-- START OF WORKING DATA --

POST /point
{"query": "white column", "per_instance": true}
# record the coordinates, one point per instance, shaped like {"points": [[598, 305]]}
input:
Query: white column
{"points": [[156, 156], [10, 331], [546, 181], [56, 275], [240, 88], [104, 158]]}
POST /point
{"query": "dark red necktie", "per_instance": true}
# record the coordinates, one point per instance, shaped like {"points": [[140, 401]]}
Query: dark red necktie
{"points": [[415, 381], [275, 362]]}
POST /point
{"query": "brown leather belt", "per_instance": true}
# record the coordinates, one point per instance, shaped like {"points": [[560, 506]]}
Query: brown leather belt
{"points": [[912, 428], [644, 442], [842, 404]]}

-- END OF WORKING DATA --
-- START OF WORKING DATA --

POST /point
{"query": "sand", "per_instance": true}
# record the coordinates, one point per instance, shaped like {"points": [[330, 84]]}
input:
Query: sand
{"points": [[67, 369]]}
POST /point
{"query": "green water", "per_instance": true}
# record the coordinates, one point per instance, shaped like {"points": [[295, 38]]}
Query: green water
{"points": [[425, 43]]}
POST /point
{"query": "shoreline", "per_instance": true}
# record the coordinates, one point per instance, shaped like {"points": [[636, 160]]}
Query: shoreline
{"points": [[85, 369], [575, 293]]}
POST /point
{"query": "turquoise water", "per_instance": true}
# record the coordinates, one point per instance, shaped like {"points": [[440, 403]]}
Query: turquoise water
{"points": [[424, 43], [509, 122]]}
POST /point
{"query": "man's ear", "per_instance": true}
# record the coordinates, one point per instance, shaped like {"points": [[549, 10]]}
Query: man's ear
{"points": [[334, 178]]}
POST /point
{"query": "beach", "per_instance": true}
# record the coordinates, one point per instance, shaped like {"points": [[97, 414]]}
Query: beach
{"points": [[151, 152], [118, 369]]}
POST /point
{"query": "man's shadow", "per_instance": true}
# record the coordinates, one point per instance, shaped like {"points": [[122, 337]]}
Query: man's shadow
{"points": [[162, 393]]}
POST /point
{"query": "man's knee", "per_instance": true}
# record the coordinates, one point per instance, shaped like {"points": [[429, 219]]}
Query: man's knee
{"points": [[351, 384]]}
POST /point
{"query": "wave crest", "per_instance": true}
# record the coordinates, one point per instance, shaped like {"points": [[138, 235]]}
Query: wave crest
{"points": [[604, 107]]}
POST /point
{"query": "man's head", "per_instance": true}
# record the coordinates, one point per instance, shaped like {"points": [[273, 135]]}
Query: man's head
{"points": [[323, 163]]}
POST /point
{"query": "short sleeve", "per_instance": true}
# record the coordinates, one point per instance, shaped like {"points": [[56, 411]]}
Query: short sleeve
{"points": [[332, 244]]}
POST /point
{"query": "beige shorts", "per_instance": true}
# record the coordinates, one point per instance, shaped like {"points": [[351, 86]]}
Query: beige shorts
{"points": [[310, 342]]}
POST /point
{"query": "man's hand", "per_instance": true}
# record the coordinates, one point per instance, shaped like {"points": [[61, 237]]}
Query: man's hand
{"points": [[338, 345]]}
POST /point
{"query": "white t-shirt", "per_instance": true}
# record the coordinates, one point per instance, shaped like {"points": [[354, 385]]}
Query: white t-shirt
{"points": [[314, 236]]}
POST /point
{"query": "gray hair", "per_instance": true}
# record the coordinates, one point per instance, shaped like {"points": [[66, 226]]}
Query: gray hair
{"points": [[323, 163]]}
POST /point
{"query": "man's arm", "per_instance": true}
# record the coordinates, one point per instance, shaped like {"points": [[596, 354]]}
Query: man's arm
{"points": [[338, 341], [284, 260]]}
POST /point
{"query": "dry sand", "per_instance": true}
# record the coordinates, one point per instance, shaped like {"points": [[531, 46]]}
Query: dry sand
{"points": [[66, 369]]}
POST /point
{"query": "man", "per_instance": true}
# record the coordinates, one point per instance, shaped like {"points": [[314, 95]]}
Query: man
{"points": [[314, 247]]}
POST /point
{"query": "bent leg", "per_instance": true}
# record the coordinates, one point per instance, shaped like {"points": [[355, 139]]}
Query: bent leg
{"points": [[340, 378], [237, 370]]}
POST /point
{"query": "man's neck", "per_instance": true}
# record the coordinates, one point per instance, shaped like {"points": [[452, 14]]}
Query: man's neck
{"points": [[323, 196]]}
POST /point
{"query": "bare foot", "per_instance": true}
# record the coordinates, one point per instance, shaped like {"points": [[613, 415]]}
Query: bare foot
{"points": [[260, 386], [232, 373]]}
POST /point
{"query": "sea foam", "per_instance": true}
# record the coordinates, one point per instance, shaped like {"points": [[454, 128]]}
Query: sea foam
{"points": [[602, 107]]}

-- END OF WORKING DATA --

▸ YOUR TASK
Report every line of the material above that contains the string "foam". Uppercase and lowercase letters count as different.

▸ WRITTEN SOLUTION
{"query": "sea foam", "per_instance": true}
Query: sea foam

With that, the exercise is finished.